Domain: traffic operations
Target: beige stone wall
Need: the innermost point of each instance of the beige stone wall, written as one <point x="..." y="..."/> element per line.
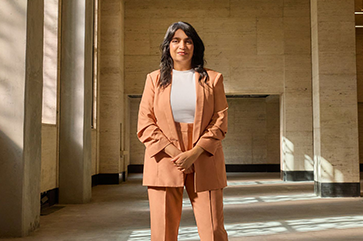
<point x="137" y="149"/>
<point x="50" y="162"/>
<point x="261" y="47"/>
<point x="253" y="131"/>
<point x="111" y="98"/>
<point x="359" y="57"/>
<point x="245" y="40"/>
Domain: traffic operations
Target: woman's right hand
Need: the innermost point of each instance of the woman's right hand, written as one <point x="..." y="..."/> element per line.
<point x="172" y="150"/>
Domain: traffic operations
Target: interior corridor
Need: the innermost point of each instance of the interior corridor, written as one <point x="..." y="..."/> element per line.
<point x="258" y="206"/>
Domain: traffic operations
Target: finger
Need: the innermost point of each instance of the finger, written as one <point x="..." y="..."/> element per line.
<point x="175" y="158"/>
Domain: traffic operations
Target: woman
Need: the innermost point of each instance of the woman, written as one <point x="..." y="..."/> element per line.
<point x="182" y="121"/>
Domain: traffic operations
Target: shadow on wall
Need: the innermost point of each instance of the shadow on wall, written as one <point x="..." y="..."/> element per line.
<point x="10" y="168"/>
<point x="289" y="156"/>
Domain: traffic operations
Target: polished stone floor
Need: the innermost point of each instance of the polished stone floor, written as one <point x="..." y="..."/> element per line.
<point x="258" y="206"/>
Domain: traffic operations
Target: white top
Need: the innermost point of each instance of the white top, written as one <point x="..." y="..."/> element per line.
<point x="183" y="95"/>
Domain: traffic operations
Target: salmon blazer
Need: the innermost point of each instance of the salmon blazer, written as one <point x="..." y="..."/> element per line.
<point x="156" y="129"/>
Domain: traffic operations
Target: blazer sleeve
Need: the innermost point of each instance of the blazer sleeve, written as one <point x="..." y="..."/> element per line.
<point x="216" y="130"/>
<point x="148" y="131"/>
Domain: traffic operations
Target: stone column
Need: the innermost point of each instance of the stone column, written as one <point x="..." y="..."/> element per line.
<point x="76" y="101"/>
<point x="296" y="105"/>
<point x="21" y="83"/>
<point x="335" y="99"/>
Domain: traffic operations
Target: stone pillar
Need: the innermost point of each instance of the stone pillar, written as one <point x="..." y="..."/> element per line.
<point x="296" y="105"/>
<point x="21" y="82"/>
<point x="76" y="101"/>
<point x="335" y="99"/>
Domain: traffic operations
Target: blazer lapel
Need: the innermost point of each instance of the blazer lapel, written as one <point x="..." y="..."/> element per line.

* * *

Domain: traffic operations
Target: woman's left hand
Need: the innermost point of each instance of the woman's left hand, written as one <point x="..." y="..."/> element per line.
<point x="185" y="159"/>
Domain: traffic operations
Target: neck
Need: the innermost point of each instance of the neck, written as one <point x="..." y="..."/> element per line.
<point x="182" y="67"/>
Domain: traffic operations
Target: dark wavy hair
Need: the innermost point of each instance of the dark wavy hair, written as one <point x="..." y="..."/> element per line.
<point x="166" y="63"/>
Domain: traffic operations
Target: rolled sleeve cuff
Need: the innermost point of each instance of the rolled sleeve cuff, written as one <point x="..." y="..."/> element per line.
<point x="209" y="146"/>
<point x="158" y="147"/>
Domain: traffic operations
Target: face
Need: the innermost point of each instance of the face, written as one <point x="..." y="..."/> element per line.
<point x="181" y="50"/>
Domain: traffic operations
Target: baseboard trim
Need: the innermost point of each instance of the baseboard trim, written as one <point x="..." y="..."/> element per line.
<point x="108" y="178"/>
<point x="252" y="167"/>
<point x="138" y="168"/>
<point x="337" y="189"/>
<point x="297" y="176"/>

==

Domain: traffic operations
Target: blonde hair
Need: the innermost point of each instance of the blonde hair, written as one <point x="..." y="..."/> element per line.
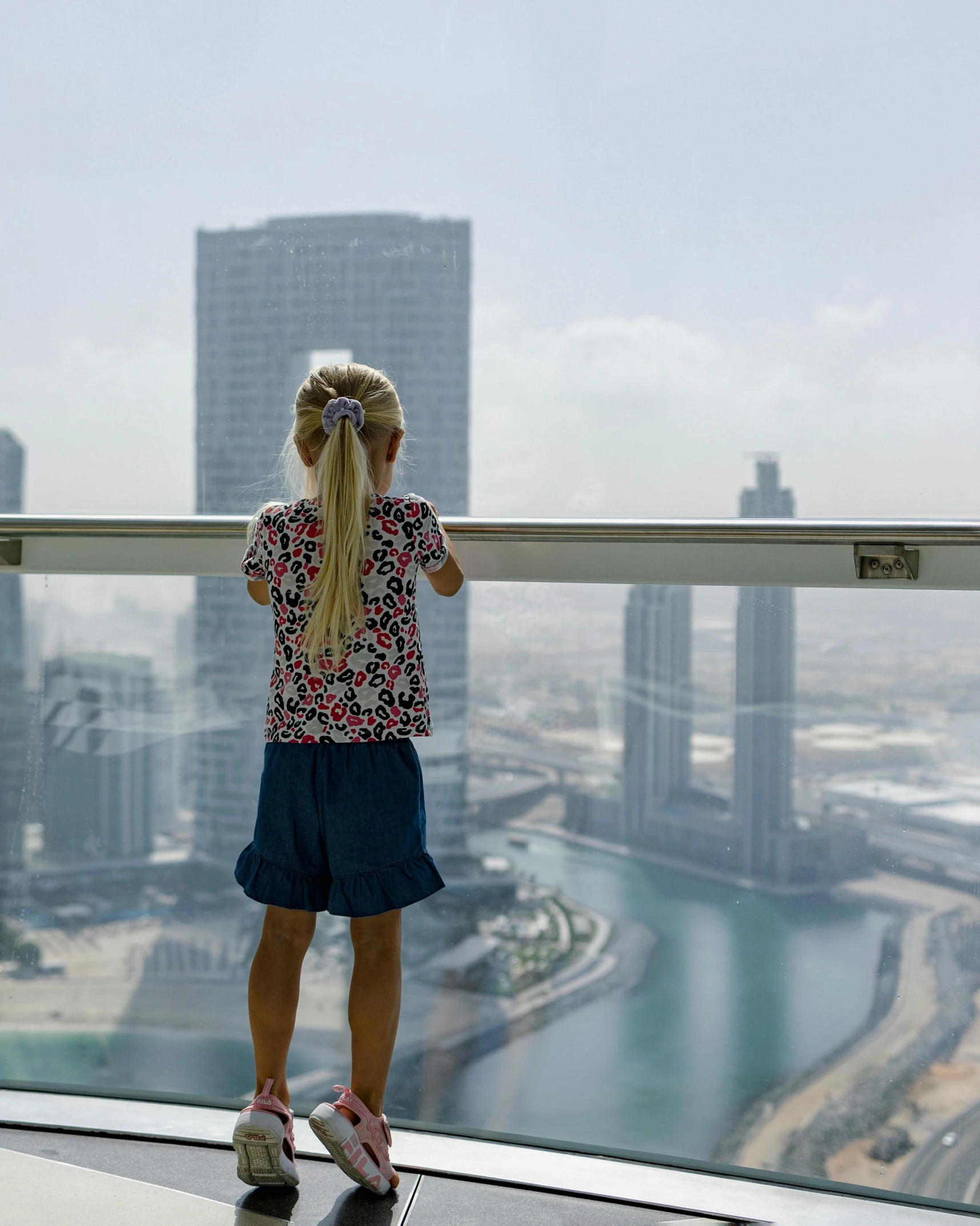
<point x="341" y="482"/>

Exercise aim
What lines above contain "lapel"? Copy them out.

Answer to the exercise
Target: blazer lapel
Need: the innermost point of each instance of the blazer lapel, written as one <point x="..." y="..."/> element per line.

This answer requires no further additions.